Start of DATA PROVIDED

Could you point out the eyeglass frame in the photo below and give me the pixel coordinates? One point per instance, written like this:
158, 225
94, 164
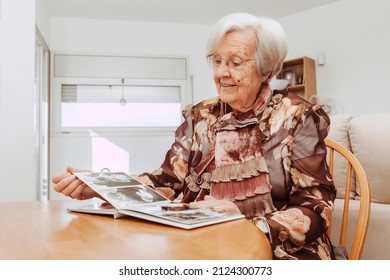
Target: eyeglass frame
228, 62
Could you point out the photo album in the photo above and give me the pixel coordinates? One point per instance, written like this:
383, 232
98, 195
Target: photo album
125, 195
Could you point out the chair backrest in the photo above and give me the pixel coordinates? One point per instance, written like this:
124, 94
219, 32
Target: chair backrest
354, 169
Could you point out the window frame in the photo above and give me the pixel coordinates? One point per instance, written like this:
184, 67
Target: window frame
56, 102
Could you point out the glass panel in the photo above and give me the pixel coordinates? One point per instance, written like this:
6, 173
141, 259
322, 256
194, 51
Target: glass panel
120, 106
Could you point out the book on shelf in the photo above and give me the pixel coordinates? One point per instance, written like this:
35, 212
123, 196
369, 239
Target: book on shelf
125, 195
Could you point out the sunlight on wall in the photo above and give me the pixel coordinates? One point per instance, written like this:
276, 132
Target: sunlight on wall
106, 154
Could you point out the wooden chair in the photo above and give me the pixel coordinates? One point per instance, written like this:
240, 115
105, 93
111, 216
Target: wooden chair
354, 169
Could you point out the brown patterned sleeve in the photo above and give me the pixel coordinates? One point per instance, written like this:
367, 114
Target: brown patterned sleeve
306, 215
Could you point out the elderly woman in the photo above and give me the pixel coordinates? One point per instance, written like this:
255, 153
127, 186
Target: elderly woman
253, 149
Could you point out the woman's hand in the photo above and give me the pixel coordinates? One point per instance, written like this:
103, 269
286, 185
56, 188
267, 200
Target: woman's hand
210, 202
69, 185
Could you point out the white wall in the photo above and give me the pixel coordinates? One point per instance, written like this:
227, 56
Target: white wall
354, 36
352, 33
17, 44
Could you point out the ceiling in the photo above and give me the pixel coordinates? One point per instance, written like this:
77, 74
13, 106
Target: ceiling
184, 11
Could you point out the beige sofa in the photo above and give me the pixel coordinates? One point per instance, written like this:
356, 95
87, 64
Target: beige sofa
368, 137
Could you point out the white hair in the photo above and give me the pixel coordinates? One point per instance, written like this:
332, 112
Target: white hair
271, 43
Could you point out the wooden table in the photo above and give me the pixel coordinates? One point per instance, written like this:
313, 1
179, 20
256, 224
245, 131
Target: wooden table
44, 230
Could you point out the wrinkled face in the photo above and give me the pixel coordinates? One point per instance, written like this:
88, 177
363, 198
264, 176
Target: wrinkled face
235, 73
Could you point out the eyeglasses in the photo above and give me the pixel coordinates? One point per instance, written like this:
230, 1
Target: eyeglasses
234, 63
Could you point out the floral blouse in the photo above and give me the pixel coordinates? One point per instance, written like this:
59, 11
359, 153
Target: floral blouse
270, 161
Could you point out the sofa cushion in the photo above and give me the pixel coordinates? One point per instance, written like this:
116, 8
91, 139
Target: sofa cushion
370, 138
339, 126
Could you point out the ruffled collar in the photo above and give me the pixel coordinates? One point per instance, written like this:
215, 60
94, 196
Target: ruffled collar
230, 120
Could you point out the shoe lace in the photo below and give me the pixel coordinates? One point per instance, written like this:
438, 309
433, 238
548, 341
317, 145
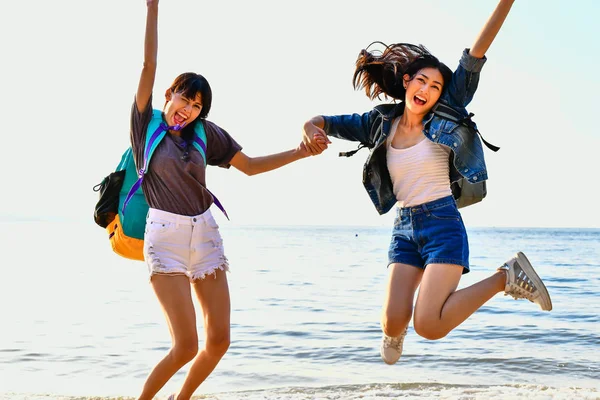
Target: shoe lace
522, 287
394, 342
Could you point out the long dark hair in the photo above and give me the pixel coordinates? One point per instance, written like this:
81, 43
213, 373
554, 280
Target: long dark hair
189, 84
381, 72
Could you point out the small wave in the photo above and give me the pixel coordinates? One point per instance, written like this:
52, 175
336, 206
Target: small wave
378, 391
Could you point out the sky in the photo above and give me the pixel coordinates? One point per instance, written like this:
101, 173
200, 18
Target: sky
70, 70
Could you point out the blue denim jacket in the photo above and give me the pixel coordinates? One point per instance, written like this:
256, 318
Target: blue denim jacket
372, 128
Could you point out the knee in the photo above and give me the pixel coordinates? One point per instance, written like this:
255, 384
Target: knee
218, 343
184, 351
429, 328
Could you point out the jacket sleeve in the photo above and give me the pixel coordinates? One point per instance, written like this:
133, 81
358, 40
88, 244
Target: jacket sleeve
353, 127
464, 81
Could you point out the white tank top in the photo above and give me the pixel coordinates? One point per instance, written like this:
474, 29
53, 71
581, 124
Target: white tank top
420, 173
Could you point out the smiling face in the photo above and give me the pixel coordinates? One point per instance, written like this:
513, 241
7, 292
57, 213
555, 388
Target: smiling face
181, 110
423, 90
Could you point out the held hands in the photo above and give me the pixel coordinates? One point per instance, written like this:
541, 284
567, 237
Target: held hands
319, 141
314, 139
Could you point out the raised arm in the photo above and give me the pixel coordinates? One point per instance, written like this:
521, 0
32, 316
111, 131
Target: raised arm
150, 56
490, 29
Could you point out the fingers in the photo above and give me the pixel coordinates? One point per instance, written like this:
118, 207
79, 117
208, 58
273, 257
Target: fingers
315, 139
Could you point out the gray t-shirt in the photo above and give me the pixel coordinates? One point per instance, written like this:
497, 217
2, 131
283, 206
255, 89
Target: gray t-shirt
172, 184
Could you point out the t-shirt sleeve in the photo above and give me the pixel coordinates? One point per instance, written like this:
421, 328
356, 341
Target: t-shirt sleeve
221, 147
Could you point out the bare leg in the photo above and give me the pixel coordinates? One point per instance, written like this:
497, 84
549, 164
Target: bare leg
174, 295
213, 294
440, 308
403, 281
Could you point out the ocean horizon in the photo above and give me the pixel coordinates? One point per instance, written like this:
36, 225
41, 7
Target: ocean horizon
79, 322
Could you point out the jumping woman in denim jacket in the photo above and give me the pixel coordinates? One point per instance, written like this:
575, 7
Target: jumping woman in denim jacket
409, 165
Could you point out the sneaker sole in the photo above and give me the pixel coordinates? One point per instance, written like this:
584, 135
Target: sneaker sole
545, 301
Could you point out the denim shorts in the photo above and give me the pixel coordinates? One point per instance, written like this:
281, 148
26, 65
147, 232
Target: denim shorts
430, 233
178, 244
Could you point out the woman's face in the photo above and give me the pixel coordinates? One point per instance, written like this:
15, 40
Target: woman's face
423, 90
180, 110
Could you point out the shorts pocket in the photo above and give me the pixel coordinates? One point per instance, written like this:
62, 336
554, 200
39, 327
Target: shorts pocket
448, 213
210, 221
157, 226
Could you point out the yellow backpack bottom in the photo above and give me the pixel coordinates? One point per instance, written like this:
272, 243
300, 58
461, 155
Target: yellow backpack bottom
122, 244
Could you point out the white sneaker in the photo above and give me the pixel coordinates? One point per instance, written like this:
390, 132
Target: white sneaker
391, 348
522, 282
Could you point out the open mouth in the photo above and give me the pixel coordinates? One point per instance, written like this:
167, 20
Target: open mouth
179, 118
419, 100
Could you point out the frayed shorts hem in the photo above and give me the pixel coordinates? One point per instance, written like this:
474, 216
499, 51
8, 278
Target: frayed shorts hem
460, 263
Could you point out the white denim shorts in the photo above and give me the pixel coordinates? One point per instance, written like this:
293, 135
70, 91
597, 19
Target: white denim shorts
178, 244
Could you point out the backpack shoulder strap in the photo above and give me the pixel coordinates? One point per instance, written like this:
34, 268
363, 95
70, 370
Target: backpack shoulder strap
200, 139
445, 111
157, 129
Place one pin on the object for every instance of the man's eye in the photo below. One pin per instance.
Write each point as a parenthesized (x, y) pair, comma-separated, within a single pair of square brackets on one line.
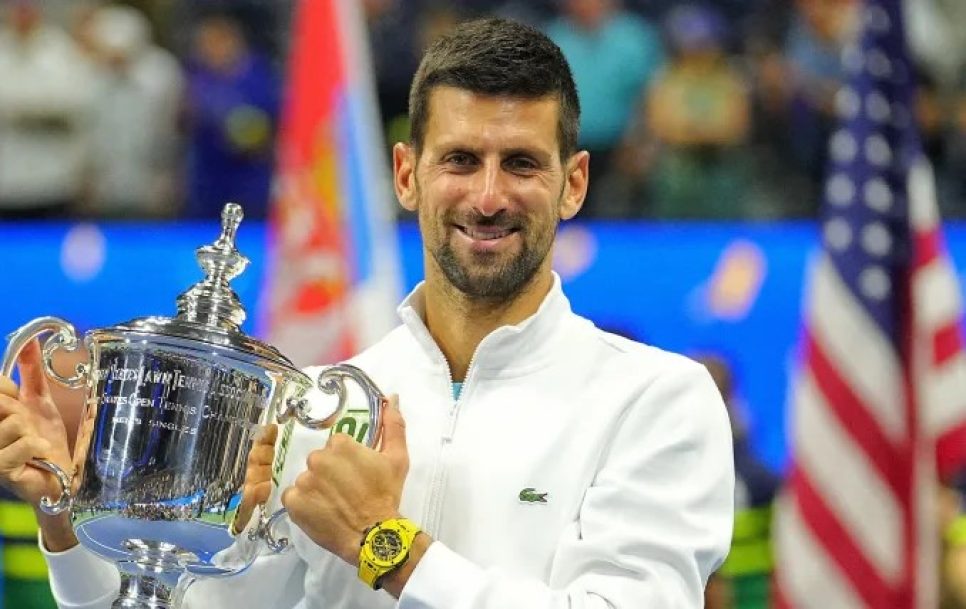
[(521, 164), (459, 158)]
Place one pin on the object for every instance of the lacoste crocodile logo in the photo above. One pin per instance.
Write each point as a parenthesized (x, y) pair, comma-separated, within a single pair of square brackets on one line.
[(530, 495)]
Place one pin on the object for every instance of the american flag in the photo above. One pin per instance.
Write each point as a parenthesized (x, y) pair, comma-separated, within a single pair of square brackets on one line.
[(880, 398)]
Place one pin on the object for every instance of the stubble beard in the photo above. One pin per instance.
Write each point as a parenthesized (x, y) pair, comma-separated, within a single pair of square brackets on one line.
[(491, 277)]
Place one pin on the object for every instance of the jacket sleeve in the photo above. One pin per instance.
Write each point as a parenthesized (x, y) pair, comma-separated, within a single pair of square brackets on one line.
[(81, 580), (653, 526)]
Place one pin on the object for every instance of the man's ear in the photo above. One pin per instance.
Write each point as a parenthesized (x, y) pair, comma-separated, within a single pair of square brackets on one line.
[(578, 177), (404, 175)]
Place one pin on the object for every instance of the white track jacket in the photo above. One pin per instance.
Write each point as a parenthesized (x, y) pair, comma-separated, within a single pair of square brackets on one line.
[(577, 470)]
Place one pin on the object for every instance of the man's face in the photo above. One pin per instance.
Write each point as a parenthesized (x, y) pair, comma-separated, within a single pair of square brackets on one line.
[(489, 188)]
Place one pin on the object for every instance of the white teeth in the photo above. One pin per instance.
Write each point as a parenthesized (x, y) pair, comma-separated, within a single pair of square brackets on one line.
[(485, 234)]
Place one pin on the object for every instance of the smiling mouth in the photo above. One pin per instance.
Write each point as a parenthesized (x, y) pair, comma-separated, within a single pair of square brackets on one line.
[(486, 233)]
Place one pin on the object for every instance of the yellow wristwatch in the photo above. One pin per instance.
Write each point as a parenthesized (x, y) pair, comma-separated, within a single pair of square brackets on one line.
[(385, 547)]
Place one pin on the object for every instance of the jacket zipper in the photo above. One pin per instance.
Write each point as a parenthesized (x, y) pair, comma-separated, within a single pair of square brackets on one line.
[(434, 501)]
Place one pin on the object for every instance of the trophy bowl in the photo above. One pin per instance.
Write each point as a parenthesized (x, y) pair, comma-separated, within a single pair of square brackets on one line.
[(173, 407)]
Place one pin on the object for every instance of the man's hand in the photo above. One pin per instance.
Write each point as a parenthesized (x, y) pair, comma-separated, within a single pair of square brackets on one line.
[(258, 477), (31, 426), (348, 487)]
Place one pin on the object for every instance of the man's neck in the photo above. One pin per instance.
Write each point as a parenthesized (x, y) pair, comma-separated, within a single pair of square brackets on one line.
[(458, 323)]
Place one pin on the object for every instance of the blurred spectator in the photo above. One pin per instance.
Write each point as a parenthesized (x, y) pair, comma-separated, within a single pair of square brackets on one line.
[(814, 49), (699, 111), (748, 568), (395, 56), (45, 103), (134, 132), (233, 107), (614, 56)]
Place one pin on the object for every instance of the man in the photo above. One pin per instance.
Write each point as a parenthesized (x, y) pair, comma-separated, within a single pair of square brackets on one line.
[(573, 468)]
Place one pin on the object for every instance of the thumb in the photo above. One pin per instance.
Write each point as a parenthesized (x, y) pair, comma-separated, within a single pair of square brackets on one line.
[(9, 388), (393, 433), (33, 379)]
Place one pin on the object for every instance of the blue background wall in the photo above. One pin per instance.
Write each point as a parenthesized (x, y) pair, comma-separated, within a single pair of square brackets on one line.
[(734, 289)]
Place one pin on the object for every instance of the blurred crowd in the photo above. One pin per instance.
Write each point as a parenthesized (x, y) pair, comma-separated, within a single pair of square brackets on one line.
[(169, 108), (99, 119), (705, 110)]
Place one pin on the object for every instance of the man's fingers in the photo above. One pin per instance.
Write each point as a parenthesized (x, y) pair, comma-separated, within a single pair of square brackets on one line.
[(13, 428), (9, 406), (261, 455), (9, 388), (258, 474), (33, 379), (393, 434), (16, 455)]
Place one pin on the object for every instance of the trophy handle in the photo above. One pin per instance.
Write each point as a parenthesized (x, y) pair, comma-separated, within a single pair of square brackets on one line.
[(332, 381), (263, 531), (64, 337)]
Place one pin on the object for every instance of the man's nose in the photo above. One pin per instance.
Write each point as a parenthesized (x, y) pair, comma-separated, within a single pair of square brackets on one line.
[(491, 193)]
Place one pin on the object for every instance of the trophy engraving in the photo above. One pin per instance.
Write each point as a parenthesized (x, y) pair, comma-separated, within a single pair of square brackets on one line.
[(173, 409)]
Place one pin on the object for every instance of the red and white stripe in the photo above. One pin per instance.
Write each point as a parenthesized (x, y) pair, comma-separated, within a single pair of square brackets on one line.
[(855, 528)]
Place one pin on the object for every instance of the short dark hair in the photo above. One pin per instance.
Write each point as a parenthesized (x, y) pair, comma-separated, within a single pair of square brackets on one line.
[(497, 57)]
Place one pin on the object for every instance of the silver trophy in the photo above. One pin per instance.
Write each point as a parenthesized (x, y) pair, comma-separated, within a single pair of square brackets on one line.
[(173, 407)]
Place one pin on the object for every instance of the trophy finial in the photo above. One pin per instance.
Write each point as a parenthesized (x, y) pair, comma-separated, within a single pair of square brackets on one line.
[(231, 217), (212, 301)]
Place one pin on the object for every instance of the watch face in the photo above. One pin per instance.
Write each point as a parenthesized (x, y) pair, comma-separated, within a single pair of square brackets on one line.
[(386, 544)]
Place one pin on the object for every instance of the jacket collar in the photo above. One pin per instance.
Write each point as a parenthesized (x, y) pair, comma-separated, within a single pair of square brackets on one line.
[(507, 347)]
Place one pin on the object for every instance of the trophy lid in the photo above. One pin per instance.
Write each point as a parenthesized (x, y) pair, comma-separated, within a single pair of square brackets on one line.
[(210, 311)]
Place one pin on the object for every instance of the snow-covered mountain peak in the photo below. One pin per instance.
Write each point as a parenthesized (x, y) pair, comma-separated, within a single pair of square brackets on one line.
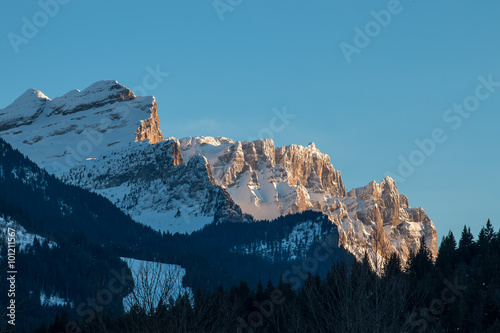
[(59, 133), (24, 110)]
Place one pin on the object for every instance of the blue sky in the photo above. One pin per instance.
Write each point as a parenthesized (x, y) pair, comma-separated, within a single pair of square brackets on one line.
[(229, 70)]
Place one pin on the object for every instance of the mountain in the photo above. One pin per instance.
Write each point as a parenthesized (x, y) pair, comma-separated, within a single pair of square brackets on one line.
[(268, 181), (108, 140), (57, 134)]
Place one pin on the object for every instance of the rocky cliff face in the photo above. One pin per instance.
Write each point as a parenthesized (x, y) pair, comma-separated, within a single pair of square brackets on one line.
[(57, 134), (106, 139), (151, 183), (267, 182)]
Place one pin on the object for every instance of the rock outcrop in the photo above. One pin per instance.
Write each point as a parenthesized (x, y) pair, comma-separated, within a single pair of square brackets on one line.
[(106, 139), (57, 134), (268, 182)]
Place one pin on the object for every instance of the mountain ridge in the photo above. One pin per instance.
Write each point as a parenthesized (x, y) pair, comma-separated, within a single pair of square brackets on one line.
[(263, 180)]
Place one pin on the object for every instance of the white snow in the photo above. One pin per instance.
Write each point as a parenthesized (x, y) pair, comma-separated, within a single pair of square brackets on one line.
[(23, 238)]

End of DATA PROVIDED

- TASK PROMPT:
In the listing above, find the line containing "the trophy lid" and the line containing "the rock outcrop", then return both of them and every line between, exactly, without pictures.

- SOLUTION TO THIS EXERCISE:
Place one pin on the object for every instance of the trophy lid in the photo above. One pin per instance.
Write each point as a parenthesized (x, y) pair, comma-separated, within a single pair of square brackets on one line.
[(210, 311)]
Place one pin on the object for every instance of the snow-covered mountain peak in the photo below. One pin per instance.
Write each point as a parenthesized (x, y) pair, comma-separated, within a single pair of square brackets on one line.
[(59, 133), (24, 110)]
Place one pin on the object for every instance of the blue sky in the photo above. One pin per instance.
Write each point as a parenthesized (x, y) pair, comma-separated, within a single pair of square brackets on one line.
[(229, 70)]
Place one pin on the object for every instance of the mountain in the photo above. One pin per instance.
Write each point as a parenthesized (x, y) pair, comma-separated, within a single pair of square brackets on one line.
[(268, 181), (108, 140), (57, 134)]
Place one pin on the object for every instance of the rocky cliff face in the photo above. One pin per instance.
Write each point as a parenthesized (x, y) pair, comma-separated, within a single pair of square brackets on one line.
[(57, 134), (106, 139), (151, 183), (267, 182)]
Place one pin on the object for every instance of the rock outcrop in the photo above. One pin per instance.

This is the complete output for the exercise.